## GIVEN DATA
----------

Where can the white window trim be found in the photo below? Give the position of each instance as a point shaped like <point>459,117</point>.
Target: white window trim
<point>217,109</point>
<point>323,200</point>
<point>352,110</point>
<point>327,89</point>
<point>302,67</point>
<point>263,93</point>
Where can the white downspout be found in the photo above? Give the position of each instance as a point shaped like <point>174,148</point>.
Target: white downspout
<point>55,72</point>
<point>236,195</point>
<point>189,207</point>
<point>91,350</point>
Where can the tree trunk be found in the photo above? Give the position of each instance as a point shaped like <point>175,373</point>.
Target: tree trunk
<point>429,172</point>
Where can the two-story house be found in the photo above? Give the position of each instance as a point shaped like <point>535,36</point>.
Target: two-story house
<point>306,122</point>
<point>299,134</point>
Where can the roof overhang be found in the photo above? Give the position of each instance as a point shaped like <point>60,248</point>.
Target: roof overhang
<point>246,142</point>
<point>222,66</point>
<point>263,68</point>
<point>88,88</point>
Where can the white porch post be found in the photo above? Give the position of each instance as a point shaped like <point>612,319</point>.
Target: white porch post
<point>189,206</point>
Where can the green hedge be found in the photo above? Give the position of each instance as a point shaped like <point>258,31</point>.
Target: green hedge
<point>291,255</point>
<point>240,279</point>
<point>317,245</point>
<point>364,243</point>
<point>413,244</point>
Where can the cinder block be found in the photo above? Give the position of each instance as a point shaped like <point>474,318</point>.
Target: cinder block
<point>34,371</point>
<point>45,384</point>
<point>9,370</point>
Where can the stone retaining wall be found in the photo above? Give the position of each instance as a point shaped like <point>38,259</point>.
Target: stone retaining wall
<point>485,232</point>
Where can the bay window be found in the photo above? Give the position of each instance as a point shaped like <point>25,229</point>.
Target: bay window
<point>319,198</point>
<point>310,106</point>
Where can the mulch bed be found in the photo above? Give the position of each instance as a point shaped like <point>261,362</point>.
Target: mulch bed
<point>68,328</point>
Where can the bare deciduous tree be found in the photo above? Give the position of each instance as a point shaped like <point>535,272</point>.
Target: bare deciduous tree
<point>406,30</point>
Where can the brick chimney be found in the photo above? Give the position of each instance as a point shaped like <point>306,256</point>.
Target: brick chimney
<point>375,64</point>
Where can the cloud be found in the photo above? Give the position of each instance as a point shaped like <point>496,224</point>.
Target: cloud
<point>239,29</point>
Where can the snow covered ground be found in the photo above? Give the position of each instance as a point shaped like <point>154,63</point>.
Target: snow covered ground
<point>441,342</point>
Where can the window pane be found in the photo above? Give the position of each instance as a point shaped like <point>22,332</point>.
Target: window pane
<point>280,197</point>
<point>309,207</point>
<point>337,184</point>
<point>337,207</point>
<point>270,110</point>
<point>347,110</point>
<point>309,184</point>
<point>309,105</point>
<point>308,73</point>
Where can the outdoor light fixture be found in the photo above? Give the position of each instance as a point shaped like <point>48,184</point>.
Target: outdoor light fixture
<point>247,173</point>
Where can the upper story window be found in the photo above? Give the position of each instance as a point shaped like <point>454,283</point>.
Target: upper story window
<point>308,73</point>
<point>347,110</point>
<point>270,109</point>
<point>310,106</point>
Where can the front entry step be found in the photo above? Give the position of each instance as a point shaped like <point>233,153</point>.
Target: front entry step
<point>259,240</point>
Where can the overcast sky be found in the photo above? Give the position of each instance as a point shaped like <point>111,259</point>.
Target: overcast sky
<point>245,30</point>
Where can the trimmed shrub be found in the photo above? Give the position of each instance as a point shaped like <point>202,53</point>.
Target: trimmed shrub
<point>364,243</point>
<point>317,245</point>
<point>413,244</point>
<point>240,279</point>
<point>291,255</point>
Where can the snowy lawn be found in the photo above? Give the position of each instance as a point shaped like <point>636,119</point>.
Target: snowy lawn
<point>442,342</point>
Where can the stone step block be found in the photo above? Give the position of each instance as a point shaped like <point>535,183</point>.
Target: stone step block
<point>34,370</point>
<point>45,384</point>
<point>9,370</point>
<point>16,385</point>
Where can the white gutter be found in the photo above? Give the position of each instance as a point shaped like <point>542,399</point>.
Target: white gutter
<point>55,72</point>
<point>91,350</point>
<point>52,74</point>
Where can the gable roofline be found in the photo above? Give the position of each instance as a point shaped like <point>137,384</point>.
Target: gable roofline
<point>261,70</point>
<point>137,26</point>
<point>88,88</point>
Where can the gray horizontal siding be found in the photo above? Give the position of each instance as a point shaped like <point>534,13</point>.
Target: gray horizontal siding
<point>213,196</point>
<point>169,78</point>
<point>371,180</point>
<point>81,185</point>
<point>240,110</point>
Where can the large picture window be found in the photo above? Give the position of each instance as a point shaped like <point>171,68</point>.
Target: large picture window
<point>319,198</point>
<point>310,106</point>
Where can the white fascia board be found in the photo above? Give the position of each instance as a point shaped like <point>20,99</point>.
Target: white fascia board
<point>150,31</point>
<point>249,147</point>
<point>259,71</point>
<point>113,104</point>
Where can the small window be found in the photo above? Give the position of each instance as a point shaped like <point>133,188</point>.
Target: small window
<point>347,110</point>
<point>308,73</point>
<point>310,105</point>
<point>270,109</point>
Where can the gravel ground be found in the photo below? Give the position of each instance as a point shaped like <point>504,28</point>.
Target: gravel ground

----------

## AIM OF THE EXERCISE
Give back the data exactly.

## FINISHED EXERCISE
Where can the white window trim be found in the photo below? Give the position of each instance as a point shaped like <point>459,117</point>.
Target: white window trim
<point>217,109</point>
<point>323,200</point>
<point>352,110</point>
<point>327,89</point>
<point>302,67</point>
<point>263,93</point>
Where can the white downspout be found in the photo above? Give the position of each instance as a point shaped like <point>174,148</point>.
Target: white downspout
<point>55,72</point>
<point>236,195</point>
<point>189,207</point>
<point>91,350</point>
Where can the tree trunk be found in the photo above? Give the position of each instance as a point shaped like <point>175,373</point>.
Target: tree trunk
<point>429,172</point>
Where can the two-story house be found in the photo above? Give the position of each instance as a point shaped like <point>535,36</point>.
Target: two-story house
<point>306,122</point>
<point>299,134</point>
Where can the roof overhang be found in the photo above? Give the position of each instance as a point shaped like <point>60,248</point>.
Target: roof overhang
<point>246,142</point>
<point>222,66</point>
<point>263,68</point>
<point>88,88</point>
Where can the white porch post be found in the photo above? Give the position of each instance as a point shaped like <point>612,319</point>.
Target: white porch post
<point>189,206</point>
Where can the green hedge be found in the photo above? Give the position of each instance as a point shaped like <point>258,31</point>.
Target: green hedge
<point>291,255</point>
<point>240,279</point>
<point>317,245</point>
<point>364,243</point>
<point>413,244</point>
Where can the cinder block be found in the photo above? Give the position of each instance as a point shaped like <point>474,318</point>.
Target: cinder block
<point>34,371</point>
<point>45,384</point>
<point>9,370</point>
Where can the stone retaining wall be found in the photo above? Give the position of each instance as a point shaped like <point>38,259</point>.
Target: stone retaining wall
<point>485,232</point>
Where can the bay window be found in the photo above? Give the position of each instance as a point shaped like <point>25,229</point>.
Target: bay window
<point>319,198</point>
<point>310,106</point>
Where can the mulch bed be found in the photo above? Give the position of each instance as a point shaped like <point>261,362</point>.
Target: mulch bed
<point>68,328</point>
Where can the bare deciduous tree be found in the photo above? Give the position of each instance as a point shaped like <point>535,272</point>.
Target: bare deciduous tree
<point>406,30</point>
Where can the brick chimney be found in the photo above? Give the position of each instance as a point shaped like <point>306,256</point>.
Target: brick chimney
<point>375,64</point>
Where can the cloud be found in the photo above? Give the position of each instance as a point shaped like <point>496,224</point>.
Target: cloud
<point>239,29</point>
Where can the snow covered ground be found in the photo above? Give the position of each instance as a point shaped like <point>154,63</point>.
Target: snow covered ground
<point>441,342</point>
Where can the window pane be found in the photo above? Give the position of each instance as a point shaped like <point>22,332</point>.
Target: window pane
<point>280,197</point>
<point>309,207</point>
<point>337,184</point>
<point>337,207</point>
<point>270,110</point>
<point>347,110</point>
<point>309,184</point>
<point>309,105</point>
<point>308,73</point>
Where can the outdoor light fixture be found in the photo above? Give the position of each instance as a point shaped like <point>48,184</point>.
Target: outdoor light fixture
<point>247,173</point>
Where can the upper story window be found in the photo above? Give the position of each instance as a point shaped like <point>454,283</point>.
Target: upper story window
<point>308,73</point>
<point>347,110</point>
<point>270,109</point>
<point>310,106</point>
Where can the front entry step be found in the photo above? Give the position of each instance as a point shaped like <point>233,153</point>.
Target: front entry step
<point>259,240</point>
Where can the overcast sky be found in the photo above? Give the position of each instance as a point shaped like <point>111,259</point>.
Target: overcast sky
<point>245,30</point>
Where can the trimmed shrub be found in the photo above? Give the position of each instance as a point shaped like <point>202,53</point>.
Target: trimmed shrub
<point>364,243</point>
<point>317,245</point>
<point>413,244</point>
<point>240,279</point>
<point>291,255</point>
Where can the snowy lawn be found in the photo above? Give the position of each instance as a point shaped like <point>636,119</point>.
Target: snowy lawn
<point>442,342</point>
Where can the stone step block be found in the photo above? Give the position of each instance as a point shaped like <point>535,183</point>.
Target: stone step block
<point>34,370</point>
<point>45,384</point>
<point>9,370</point>
<point>16,385</point>
Where can the white gutter be found in the photo above? Give the position of each instance as a point shaped like <point>542,399</point>.
Target: white gutter
<point>55,72</point>
<point>91,350</point>
<point>52,74</point>
Where can the gable roofline be found in the photo above? Give the position of each instance as a point shaped like <point>137,384</point>.
Target: gable roofline
<point>261,70</point>
<point>137,26</point>
<point>88,88</point>
Where can the gray horizontal siding be found in the photo above? Give the position of each instance as a point shaped like <point>534,13</point>.
Target: gray horizontal siding
<point>213,196</point>
<point>169,78</point>
<point>371,180</point>
<point>81,185</point>
<point>240,110</point>
Where can the large picture window be found in the photo above? Give the position of each instance as a point shaped like <point>171,68</point>.
Target: large picture window
<point>319,198</point>
<point>310,106</point>
Where can the white fascia board be found in the photo above? Give the position of each instance as a point shaped like <point>20,99</point>.
Target: white fascia board
<point>150,31</point>
<point>249,147</point>
<point>259,71</point>
<point>113,104</point>
Where can the small window be found in the photo above? Give the position of each instance as a point shaped like <point>133,188</point>.
Target: small window
<point>347,110</point>
<point>308,73</point>
<point>310,105</point>
<point>270,109</point>
Where can the gravel ground be found in the photo below? Give the position of each instance as a point shaped like <point>504,28</point>.
Target: gravel ground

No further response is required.